REQUIRED WORK » Please find each line in the entries below that contains the word "fence", and copy out every one of those lines.

START DATA LINES

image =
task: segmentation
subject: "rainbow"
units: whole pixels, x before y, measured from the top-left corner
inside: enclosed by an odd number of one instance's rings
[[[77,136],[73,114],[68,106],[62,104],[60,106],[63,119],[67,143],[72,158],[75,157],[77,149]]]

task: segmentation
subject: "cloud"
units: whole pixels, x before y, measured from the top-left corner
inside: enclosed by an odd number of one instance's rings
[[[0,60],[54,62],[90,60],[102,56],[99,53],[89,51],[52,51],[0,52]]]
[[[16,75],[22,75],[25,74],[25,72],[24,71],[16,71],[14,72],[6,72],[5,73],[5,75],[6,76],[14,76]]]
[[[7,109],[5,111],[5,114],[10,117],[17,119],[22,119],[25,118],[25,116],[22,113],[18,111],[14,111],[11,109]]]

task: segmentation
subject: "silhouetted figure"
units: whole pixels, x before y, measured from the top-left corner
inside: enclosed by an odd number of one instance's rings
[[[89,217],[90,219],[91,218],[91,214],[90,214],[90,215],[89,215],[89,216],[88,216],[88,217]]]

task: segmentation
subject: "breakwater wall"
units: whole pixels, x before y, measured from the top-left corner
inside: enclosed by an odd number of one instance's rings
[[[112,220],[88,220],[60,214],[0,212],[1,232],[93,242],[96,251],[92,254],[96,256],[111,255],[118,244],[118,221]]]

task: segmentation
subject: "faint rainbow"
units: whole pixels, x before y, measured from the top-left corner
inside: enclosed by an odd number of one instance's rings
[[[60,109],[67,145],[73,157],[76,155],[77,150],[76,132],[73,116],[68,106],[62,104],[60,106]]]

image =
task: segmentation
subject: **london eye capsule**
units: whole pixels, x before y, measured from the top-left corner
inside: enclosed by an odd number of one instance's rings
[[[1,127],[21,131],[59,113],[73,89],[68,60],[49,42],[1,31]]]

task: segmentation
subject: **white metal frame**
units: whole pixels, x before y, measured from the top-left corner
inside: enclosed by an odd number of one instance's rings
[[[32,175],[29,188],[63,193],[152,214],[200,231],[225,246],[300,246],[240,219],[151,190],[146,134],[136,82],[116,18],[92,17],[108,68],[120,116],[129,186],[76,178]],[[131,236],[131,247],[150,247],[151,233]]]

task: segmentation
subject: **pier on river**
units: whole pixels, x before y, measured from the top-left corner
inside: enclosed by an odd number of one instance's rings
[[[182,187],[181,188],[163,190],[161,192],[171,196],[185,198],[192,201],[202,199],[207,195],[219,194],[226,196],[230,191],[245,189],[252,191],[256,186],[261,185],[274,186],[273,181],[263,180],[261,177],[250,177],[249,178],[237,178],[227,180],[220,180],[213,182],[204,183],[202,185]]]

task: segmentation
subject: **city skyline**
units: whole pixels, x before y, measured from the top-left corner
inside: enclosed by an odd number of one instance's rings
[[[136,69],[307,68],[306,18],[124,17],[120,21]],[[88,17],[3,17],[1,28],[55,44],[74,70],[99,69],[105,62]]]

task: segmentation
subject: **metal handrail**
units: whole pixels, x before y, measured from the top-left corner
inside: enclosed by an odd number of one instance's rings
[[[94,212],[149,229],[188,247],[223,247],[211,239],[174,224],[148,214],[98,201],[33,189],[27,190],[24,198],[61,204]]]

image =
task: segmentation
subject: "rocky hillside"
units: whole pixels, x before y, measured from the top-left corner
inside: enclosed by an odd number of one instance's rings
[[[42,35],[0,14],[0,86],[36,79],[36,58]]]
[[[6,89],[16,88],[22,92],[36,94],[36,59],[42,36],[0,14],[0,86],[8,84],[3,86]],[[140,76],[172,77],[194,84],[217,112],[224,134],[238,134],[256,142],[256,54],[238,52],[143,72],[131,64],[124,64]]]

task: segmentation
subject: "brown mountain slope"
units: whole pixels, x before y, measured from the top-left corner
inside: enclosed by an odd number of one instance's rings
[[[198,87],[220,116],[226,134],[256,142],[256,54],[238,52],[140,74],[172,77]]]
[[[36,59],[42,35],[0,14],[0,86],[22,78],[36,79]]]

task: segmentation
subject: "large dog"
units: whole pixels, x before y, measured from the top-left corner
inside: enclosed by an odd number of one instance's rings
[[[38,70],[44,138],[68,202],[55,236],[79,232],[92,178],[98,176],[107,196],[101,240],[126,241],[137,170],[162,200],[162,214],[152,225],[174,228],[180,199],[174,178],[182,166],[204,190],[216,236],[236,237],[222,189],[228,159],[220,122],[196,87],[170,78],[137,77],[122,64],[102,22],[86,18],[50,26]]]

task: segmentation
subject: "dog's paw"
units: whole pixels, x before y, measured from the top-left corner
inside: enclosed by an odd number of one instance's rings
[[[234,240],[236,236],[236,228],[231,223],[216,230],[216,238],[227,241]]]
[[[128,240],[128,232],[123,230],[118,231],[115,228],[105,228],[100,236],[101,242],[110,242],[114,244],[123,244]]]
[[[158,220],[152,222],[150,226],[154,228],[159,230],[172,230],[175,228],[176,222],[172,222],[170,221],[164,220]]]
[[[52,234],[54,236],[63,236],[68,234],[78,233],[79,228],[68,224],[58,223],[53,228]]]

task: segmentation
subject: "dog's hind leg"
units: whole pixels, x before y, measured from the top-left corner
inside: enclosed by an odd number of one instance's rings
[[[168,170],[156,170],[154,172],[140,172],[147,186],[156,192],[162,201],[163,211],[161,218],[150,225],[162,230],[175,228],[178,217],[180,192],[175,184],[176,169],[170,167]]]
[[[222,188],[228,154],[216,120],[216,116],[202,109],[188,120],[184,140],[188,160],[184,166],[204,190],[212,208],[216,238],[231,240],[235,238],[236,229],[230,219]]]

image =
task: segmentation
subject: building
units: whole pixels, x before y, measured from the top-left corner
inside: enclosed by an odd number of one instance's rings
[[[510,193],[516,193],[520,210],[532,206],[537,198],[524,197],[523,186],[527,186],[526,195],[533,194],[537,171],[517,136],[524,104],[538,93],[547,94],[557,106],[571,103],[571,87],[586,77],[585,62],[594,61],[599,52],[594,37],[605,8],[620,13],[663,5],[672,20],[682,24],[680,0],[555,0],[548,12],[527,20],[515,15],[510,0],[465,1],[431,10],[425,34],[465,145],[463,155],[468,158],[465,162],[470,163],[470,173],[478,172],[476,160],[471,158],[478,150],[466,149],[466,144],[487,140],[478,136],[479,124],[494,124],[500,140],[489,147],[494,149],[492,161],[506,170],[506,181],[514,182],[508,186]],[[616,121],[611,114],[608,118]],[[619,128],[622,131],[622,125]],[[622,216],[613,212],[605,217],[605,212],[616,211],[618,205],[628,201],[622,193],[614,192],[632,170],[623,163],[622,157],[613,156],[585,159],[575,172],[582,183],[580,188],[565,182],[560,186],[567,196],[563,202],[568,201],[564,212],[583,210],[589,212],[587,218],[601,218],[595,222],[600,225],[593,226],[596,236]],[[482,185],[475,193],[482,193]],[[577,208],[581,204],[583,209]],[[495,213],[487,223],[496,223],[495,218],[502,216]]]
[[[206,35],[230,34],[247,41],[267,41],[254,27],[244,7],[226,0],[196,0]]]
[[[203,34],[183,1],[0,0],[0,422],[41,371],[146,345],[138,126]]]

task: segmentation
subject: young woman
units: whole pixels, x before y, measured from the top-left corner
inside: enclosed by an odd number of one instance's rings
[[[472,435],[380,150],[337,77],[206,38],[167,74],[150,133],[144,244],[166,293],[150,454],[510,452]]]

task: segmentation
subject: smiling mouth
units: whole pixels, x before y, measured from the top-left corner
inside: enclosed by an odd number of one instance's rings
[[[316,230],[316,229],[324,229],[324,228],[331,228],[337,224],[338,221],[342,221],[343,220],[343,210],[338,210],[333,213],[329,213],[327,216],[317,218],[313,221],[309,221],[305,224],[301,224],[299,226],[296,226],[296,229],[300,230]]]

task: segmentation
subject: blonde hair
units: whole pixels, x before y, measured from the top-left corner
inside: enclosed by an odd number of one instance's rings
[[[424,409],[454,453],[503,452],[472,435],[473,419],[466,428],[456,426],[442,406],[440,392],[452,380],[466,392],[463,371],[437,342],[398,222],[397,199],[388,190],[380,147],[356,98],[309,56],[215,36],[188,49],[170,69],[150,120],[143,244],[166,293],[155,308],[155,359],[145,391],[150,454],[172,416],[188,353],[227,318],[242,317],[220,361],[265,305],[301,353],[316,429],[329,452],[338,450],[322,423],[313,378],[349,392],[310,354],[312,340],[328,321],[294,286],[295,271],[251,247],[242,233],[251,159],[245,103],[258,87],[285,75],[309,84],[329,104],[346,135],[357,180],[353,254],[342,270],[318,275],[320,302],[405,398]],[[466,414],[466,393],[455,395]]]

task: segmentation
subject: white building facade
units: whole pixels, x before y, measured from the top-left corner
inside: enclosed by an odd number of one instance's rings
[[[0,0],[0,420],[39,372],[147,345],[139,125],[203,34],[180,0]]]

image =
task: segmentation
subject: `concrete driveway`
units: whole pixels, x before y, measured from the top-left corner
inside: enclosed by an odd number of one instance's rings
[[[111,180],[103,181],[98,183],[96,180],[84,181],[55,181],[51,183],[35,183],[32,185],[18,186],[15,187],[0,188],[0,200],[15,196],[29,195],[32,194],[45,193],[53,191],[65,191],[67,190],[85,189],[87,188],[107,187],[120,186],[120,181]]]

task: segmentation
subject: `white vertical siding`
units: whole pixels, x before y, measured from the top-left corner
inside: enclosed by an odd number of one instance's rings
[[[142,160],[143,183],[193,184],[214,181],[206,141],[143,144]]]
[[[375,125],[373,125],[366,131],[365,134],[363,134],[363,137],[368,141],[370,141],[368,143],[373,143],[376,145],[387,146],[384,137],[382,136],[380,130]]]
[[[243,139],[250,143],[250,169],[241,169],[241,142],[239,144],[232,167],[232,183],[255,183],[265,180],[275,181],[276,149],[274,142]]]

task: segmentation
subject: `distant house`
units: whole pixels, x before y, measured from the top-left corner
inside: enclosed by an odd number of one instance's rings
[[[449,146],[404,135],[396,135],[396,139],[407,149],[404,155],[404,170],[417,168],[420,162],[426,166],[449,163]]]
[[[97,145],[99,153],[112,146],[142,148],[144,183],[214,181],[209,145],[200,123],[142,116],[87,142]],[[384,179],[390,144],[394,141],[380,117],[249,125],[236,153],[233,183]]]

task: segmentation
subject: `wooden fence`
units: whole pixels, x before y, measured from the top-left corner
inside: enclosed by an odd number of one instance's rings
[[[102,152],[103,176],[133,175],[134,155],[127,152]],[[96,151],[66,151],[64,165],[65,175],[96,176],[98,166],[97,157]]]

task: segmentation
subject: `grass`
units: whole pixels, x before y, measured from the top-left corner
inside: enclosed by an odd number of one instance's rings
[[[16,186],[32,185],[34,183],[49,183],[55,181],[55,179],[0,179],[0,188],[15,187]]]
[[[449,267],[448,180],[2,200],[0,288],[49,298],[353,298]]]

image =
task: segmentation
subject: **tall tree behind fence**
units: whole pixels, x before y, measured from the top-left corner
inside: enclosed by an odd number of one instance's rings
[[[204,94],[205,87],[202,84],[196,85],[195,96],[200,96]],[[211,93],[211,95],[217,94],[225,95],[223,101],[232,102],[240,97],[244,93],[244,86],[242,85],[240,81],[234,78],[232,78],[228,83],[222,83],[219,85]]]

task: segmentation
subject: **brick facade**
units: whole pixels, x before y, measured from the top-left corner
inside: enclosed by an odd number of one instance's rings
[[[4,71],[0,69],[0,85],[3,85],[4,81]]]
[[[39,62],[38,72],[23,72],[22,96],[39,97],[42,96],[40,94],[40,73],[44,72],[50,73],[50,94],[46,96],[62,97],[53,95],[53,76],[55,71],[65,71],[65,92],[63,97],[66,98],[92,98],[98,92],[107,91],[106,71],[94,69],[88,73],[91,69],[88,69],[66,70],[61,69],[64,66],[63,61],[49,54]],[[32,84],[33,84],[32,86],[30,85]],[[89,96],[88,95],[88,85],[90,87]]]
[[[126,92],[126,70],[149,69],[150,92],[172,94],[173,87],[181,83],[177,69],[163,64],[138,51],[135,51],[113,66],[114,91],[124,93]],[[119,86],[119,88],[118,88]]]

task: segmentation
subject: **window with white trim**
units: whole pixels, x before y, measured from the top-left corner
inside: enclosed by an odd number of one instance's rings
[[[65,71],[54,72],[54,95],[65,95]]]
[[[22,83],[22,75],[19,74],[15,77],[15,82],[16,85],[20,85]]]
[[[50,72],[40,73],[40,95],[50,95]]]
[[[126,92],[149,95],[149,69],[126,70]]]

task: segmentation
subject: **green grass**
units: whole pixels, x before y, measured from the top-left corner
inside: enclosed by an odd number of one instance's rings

END DATA LINES

SOLUTION TO THIS EXERCISE »
subject: `wooden fence`
subject: **tall tree behind fence**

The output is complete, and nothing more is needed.